* [What is required]: Each entry below is to be printed verbatim.
── Material to process ──
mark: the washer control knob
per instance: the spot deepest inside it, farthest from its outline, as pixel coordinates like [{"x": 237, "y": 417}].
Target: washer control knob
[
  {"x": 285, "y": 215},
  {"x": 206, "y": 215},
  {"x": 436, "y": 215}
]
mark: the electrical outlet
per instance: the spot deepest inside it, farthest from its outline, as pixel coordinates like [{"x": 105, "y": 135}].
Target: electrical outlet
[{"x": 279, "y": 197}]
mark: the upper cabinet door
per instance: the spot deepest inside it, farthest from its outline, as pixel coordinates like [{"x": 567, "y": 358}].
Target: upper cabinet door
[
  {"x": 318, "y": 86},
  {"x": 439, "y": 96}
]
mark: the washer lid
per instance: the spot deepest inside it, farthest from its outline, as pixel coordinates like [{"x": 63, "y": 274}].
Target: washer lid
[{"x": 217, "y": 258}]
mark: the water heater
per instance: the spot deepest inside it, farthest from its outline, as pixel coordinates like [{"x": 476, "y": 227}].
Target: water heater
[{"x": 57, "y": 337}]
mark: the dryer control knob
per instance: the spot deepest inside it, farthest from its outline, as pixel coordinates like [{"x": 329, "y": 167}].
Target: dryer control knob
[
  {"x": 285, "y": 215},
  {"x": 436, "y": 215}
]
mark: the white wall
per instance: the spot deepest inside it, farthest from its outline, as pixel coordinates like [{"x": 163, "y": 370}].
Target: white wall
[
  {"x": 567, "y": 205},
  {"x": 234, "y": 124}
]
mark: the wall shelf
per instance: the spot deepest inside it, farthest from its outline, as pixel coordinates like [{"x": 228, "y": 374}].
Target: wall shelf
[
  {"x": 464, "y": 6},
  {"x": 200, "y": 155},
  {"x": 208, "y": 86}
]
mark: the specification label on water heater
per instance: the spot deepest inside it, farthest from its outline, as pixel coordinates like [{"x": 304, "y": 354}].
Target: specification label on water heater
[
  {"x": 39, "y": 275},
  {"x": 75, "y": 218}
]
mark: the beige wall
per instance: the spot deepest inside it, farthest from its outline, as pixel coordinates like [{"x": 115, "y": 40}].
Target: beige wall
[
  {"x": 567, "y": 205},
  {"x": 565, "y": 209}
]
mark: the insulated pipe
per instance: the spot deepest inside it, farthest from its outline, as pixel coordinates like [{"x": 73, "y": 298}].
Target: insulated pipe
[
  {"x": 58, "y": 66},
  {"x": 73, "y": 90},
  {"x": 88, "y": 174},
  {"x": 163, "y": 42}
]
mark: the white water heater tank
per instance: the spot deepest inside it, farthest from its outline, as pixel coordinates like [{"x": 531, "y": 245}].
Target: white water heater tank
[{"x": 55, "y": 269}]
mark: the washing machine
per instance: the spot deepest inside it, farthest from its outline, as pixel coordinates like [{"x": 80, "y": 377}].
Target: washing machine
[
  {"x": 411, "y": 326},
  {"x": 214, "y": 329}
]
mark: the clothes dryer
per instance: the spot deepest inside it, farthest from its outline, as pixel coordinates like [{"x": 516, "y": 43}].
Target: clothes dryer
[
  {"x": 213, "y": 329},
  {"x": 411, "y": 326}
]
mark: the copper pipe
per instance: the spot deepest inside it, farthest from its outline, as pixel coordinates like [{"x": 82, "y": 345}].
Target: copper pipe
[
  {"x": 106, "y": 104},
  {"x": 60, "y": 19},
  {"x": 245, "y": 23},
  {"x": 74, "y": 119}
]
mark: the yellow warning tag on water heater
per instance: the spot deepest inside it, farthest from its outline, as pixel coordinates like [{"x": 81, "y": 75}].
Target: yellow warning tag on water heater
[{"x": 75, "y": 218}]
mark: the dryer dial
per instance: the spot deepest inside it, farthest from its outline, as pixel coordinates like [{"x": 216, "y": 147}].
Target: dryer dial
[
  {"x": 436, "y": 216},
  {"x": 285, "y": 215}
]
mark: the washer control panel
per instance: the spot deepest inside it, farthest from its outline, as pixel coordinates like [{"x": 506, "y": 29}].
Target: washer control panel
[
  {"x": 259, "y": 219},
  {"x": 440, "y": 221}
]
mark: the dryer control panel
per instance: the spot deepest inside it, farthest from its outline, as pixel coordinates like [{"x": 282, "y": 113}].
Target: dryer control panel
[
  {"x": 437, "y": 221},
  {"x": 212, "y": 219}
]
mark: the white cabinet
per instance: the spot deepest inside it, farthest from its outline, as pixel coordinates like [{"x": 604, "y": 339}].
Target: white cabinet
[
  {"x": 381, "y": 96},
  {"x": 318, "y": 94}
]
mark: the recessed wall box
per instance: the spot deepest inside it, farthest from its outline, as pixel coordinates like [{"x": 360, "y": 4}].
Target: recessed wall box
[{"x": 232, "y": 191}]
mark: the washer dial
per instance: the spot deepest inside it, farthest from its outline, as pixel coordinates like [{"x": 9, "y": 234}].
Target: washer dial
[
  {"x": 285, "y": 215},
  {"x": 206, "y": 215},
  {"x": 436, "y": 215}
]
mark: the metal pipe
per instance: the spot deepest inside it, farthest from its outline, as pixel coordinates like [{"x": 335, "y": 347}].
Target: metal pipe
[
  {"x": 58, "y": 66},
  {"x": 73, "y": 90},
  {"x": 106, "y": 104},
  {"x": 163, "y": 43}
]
───
* [Correct result]:
mark: the washer control knob
per instance: the spot deepest inside it, farthest from its outline, as pixel coordinates like [{"x": 237, "y": 417}].
Target: washer control knob
[
  {"x": 285, "y": 215},
  {"x": 206, "y": 215},
  {"x": 436, "y": 215}
]
mark: the electrical outlet
per instance: the spot deepest inside it, farthest from its outline, as pixel coordinates like [{"x": 105, "y": 135}].
Target: electrical outlet
[{"x": 279, "y": 197}]
mark: the upper cabinet door
per instance: the spot deepest inside it, farthest from its outline, as pixel coordinates like [{"x": 567, "y": 358}].
Target: upper cabinet door
[
  {"x": 318, "y": 86},
  {"x": 439, "y": 96}
]
mark: the washer lid
per instance: the spot deepest inside it, farthest from its outline, as pixel coordinates like [{"x": 63, "y": 274}].
Target: washer lid
[{"x": 217, "y": 258}]
mark: the water heater
per instance: the spot deepest inside it, farthest from its outline, as pixel coordinates like [{"x": 476, "y": 227}].
Target: water heater
[{"x": 57, "y": 337}]
mark: the dryer control knob
per instance: the spot deepest inside it, farthest from its outline, as pixel coordinates like [{"x": 329, "y": 167}].
Target: dryer control knob
[
  {"x": 285, "y": 215},
  {"x": 436, "y": 215}
]
mark: the white wall
per instance: the spot deepest inside it, farthest from its outline, as pixel coordinates like [{"x": 163, "y": 370}].
Target: white wall
[
  {"x": 567, "y": 205},
  {"x": 234, "y": 124}
]
mark: the wall shelf
per instance: the spot deepest inside it, farthest from its outline, as pixel coordinates like [{"x": 228, "y": 374}].
Target: wall shelf
[
  {"x": 464, "y": 6},
  {"x": 200, "y": 155},
  {"x": 208, "y": 86}
]
mark: the specification label on water heater
per instance: the spot deepest inside it, farthest from its outline, as pixel coordinates like [{"x": 304, "y": 354}].
Target: specification label on water heater
[
  {"x": 39, "y": 275},
  {"x": 75, "y": 218}
]
mark: the beige wall
per instance: the spot deepest inside it, farthest from its outline, as pixel coordinates like [{"x": 115, "y": 40}].
Target: beige wall
[
  {"x": 567, "y": 205},
  {"x": 565, "y": 209}
]
mark: the insulated pipe
per instance: the spot deepest inside it, farthest from its outline, as pixel coordinates like [{"x": 73, "y": 298}].
Target: insulated pipe
[
  {"x": 58, "y": 66},
  {"x": 73, "y": 90},
  {"x": 88, "y": 174},
  {"x": 163, "y": 42}
]
mark: the white water heater tank
per instance: the spot deepest inside it, farthest from its outline, as pixel coordinates like [{"x": 531, "y": 245}].
Target: white water heater tank
[{"x": 55, "y": 269}]
mark: the washing machine
per instance: the spot deepest inside it, farthest from its outline, as pixel coordinates like [{"x": 80, "y": 377}].
Target: washing machine
[
  {"x": 411, "y": 326},
  {"x": 214, "y": 329}
]
mark: the clothes dryer
per instance: the spot deepest inside it, farthest from its outline, as pixel coordinates like [{"x": 516, "y": 43}].
Target: clothes dryer
[
  {"x": 213, "y": 329},
  {"x": 411, "y": 326}
]
mark: the copper pipe
per instance: the spot deepest inside it, farthest from its outline, as pixel coordinates like [{"x": 82, "y": 345}].
Target: copper pipe
[
  {"x": 106, "y": 104},
  {"x": 60, "y": 19},
  {"x": 245, "y": 23},
  {"x": 74, "y": 119}
]
mark: the yellow warning tag on water heater
per instance: the spot deepest inside it, farthest from its outline, as pixel coordinates like [{"x": 81, "y": 75}].
Target: yellow warning tag on water heater
[{"x": 75, "y": 218}]
mark: the dryer dial
per instance: the spot deepest inside it, farthest from its outline, as pixel coordinates like [{"x": 216, "y": 147}].
Target: dryer dial
[
  {"x": 436, "y": 216},
  {"x": 285, "y": 215}
]
mark: the washer control panel
per instance: the spot deepest inside it, farthest from its outline, as pixel coordinates like [{"x": 506, "y": 29}].
Target: washer control panel
[
  {"x": 259, "y": 219},
  {"x": 440, "y": 221}
]
mark: the dryer control panel
per instance: the spot deepest inside it, farthest from its outline, as pixel coordinates like [{"x": 282, "y": 113}].
Target: dryer control panel
[
  {"x": 437, "y": 221},
  {"x": 212, "y": 219}
]
mark: the white cabinet
per instance: the spot deepest inside it, farthest from its outline, as pixel coordinates like [{"x": 604, "y": 339}].
Target: white cabinet
[
  {"x": 381, "y": 96},
  {"x": 318, "y": 94}
]
mark: the recessed wall box
per instance: the spot deepest inside it, farthest from its outline, as pixel coordinates like [{"x": 360, "y": 4}].
Target: recessed wall box
[{"x": 232, "y": 191}]
mark: the washer dial
per instance: the spot deepest inside it, farthest from its outline, as pixel coordinates like [{"x": 9, "y": 234}].
Target: washer dial
[
  {"x": 285, "y": 215},
  {"x": 206, "y": 215},
  {"x": 436, "y": 215}
]
mark: the metal pipe
per instance: the spot deepest inside it, farthest from its outline, as pixel coordinates like [{"x": 335, "y": 347}].
Target: metal pipe
[
  {"x": 58, "y": 66},
  {"x": 73, "y": 90},
  {"x": 106, "y": 104},
  {"x": 163, "y": 43}
]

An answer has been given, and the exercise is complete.